[Job]:
Copy the records from the beginning up to and including the line with "[(306, 86)]", changing each "dot" to "marker" and leaving everything else as it is.
┌──
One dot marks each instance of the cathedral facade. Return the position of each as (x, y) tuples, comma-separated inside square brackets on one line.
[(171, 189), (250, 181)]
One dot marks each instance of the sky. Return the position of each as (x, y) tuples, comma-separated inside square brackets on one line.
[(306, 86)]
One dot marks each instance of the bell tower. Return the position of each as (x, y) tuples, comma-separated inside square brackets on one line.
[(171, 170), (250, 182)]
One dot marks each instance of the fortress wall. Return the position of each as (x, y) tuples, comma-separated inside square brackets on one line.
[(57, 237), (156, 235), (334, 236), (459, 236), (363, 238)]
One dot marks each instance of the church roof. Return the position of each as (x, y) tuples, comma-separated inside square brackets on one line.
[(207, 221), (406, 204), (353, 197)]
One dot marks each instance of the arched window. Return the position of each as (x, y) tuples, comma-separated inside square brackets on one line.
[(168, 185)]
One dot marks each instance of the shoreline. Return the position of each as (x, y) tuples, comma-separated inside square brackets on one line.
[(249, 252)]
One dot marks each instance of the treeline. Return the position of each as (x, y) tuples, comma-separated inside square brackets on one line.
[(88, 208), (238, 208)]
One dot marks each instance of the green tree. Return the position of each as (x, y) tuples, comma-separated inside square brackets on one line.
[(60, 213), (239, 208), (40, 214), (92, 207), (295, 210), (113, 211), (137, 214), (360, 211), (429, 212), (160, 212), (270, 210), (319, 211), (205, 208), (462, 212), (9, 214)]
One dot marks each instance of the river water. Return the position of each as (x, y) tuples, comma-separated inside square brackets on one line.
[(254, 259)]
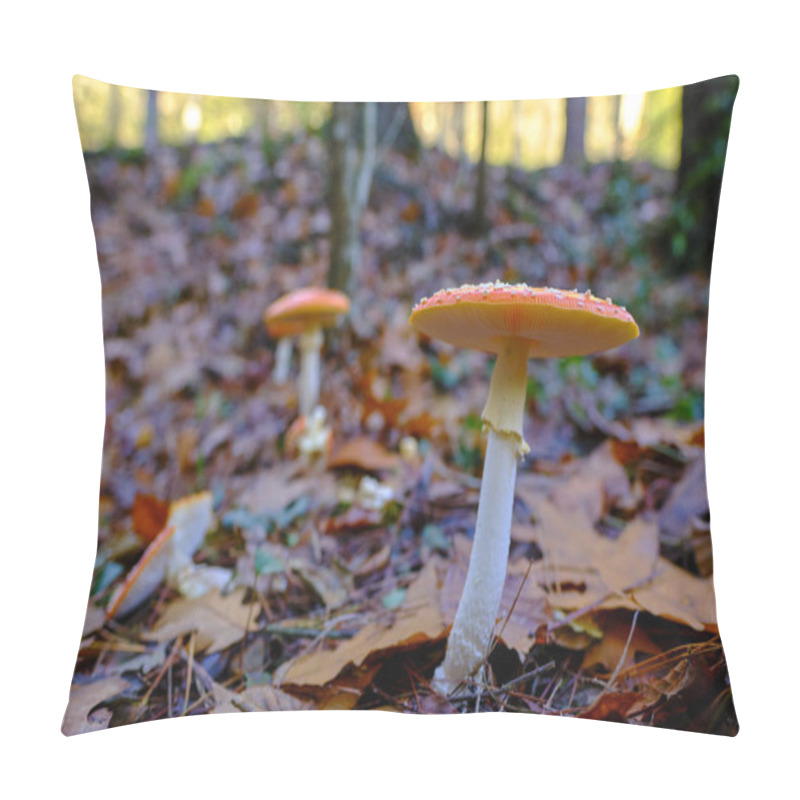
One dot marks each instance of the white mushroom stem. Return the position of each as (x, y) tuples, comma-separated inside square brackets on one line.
[(310, 344), (283, 360), (480, 601)]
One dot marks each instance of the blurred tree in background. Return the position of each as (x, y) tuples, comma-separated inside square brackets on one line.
[(706, 114)]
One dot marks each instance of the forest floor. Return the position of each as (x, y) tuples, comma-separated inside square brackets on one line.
[(330, 582)]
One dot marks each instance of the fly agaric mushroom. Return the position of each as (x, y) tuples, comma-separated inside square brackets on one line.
[(515, 322), (283, 332), (310, 309)]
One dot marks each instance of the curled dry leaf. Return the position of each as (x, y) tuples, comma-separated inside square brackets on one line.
[(86, 696), (218, 620)]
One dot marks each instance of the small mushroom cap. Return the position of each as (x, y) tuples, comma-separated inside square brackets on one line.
[(308, 306), (556, 322)]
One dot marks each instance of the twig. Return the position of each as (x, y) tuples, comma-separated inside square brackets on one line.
[(522, 678), (622, 658), (164, 667), (190, 661)]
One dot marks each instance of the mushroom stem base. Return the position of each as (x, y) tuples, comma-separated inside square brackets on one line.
[(480, 601)]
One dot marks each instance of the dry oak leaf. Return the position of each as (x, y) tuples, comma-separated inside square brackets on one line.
[(219, 620), (363, 453), (83, 698), (149, 515), (418, 620), (255, 698)]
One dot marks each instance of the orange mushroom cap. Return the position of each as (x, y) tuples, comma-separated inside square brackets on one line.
[(308, 306), (556, 322)]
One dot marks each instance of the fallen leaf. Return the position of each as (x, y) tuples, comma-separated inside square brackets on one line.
[(83, 698), (687, 500), (678, 595), (149, 516), (417, 620), (611, 707), (254, 698), (363, 453), (219, 620), (631, 558)]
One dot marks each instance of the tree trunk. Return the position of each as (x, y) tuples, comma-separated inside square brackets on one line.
[(576, 130), (151, 123), (350, 183), (114, 110), (396, 129), (706, 110), (616, 102)]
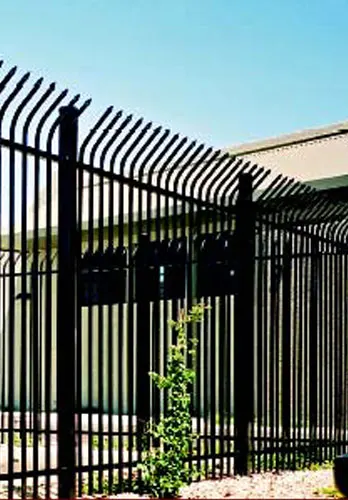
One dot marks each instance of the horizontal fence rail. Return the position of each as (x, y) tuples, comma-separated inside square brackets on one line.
[(107, 234)]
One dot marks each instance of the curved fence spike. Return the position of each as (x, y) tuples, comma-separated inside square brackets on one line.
[(93, 131), (7, 78)]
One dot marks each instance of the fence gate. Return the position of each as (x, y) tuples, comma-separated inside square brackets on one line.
[(107, 231)]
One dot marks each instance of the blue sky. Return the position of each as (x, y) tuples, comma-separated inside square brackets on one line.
[(221, 71)]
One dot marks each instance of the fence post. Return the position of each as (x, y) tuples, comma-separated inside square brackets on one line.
[(143, 294), (66, 300), (244, 325)]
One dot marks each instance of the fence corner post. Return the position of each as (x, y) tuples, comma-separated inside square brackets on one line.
[(66, 313), (243, 389), (143, 394)]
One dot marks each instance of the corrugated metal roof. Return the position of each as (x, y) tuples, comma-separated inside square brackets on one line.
[(310, 155)]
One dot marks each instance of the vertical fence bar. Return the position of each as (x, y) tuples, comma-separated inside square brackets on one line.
[(286, 348), (244, 324), (313, 349), (143, 336), (66, 301)]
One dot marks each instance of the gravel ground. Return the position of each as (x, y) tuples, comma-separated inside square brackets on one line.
[(301, 484)]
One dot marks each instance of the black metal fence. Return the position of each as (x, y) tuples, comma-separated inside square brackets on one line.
[(105, 239)]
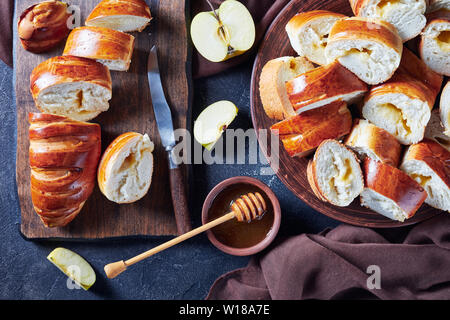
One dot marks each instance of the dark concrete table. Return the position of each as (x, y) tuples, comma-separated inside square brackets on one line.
[(183, 272)]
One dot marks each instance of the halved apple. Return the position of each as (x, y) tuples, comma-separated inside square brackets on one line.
[(213, 121), (73, 266), (224, 33)]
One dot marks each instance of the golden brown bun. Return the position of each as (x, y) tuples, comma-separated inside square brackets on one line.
[(43, 25), (322, 86), (75, 87), (372, 141), (444, 108), (435, 42), (121, 15), (435, 131), (63, 158), (401, 195), (308, 33), (402, 105), (406, 15), (334, 173), (272, 84), (110, 47), (125, 170), (429, 164), (302, 133), (370, 48), (434, 5)]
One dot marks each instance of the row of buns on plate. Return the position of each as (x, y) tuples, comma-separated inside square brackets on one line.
[(65, 151), (391, 155)]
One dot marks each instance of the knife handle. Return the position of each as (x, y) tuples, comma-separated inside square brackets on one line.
[(179, 200)]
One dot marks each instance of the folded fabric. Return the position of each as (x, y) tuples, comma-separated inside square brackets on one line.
[(6, 16), (348, 263), (263, 12)]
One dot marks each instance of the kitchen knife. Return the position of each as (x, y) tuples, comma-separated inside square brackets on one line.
[(165, 127)]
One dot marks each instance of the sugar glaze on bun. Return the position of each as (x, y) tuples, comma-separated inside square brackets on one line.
[(125, 170), (334, 174)]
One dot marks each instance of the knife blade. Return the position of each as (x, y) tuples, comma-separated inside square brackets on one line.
[(164, 123), (161, 109)]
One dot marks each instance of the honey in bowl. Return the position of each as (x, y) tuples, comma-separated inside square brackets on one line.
[(240, 234)]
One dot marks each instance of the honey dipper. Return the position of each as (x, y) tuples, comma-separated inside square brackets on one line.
[(246, 208)]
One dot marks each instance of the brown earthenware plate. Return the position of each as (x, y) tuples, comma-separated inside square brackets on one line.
[(292, 171)]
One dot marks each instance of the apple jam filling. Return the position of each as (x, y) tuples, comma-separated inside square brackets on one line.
[(422, 180), (390, 111), (443, 141), (386, 5), (341, 180), (363, 53), (443, 40)]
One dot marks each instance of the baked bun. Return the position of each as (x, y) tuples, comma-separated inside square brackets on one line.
[(435, 43), (63, 158), (445, 108), (74, 87), (408, 16), (435, 131), (334, 174), (370, 48), (434, 5), (302, 133), (110, 47), (371, 141), (402, 106), (429, 164), (121, 15), (390, 191), (322, 86), (125, 170), (43, 25), (308, 33), (272, 87)]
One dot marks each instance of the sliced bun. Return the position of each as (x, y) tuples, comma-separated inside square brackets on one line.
[(302, 133), (408, 16), (371, 141), (390, 192), (370, 48), (43, 25), (435, 131), (110, 47), (121, 15), (322, 86), (74, 87), (435, 43), (402, 106), (63, 157), (429, 164), (434, 5), (308, 33), (272, 88), (125, 170), (334, 174), (445, 108)]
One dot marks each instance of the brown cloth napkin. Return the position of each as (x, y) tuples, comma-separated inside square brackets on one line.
[(334, 265), (6, 16), (263, 12)]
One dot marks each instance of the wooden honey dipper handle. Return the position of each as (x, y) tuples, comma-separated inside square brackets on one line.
[(246, 208)]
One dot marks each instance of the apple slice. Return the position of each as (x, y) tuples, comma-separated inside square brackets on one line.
[(213, 121), (73, 266), (224, 33)]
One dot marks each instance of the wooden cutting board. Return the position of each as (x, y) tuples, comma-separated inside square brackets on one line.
[(130, 110), (292, 171)]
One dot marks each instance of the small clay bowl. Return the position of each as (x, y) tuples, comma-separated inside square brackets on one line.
[(265, 191)]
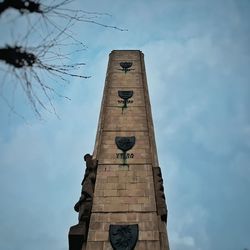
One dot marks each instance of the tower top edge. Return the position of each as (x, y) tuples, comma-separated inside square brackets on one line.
[(124, 50)]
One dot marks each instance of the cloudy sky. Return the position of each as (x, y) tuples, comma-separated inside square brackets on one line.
[(197, 57)]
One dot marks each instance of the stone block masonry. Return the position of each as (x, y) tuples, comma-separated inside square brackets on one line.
[(128, 191)]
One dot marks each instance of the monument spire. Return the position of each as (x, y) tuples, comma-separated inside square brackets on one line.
[(122, 203)]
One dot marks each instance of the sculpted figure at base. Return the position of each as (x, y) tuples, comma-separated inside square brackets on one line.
[(78, 233)]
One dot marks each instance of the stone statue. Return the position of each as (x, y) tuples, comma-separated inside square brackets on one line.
[(83, 206), (78, 233)]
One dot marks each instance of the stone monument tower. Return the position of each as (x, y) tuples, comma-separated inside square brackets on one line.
[(122, 203)]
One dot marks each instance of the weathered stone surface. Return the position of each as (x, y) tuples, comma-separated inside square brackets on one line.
[(126, 192)]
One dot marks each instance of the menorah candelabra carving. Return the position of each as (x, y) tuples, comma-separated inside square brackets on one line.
[(124, 144)]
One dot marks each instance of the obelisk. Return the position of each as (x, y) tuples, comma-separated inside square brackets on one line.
[(122, 203)]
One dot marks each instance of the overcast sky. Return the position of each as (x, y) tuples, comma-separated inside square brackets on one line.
[(197, 62)]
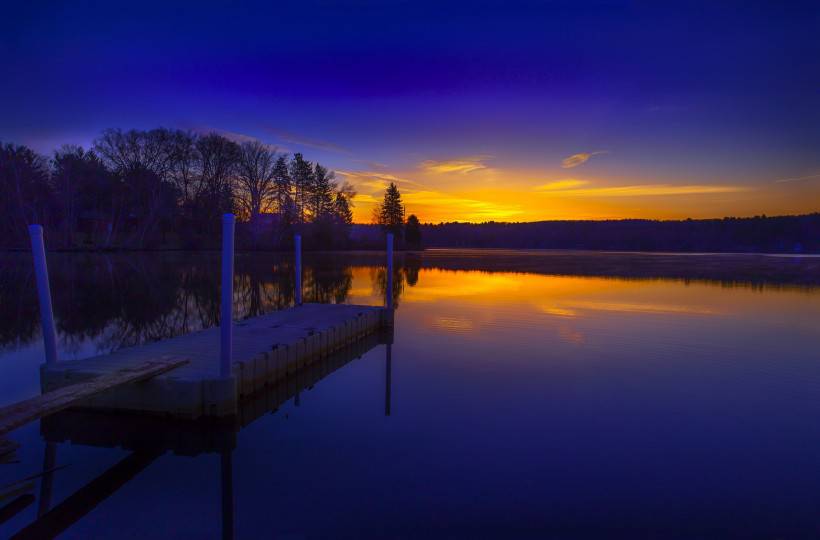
└──
[Completed exercise]:
One marker marks each instance of the cathedral facade. Return the position of each as (x, y) tuples, comma-separated inside square brackets on one line.
[(171, 189), (250, 181)]
One marker marks each instance of the sky. Return the position of each as (x, y) tuples, comma-separated inside square brackets on one line.
[(306, 86)]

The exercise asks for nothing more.